**INSTRUCTIONS FOR THE TASK**. Please copy out the records below word for word, leaving out the pictures.

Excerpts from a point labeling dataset
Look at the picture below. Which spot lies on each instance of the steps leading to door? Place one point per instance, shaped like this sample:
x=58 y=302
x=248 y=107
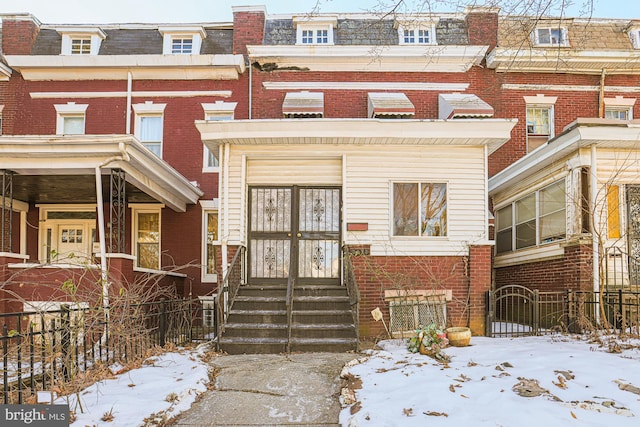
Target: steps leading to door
x=321 y=320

**TASK RESPONSE**.
Look at the picture below. Which spot lies on each instance of the steps leading to door? Place one point per instance, shaped like this sample:
x=58 y=302
x=248 y=107
Target: steps leading to door
x=321 y=320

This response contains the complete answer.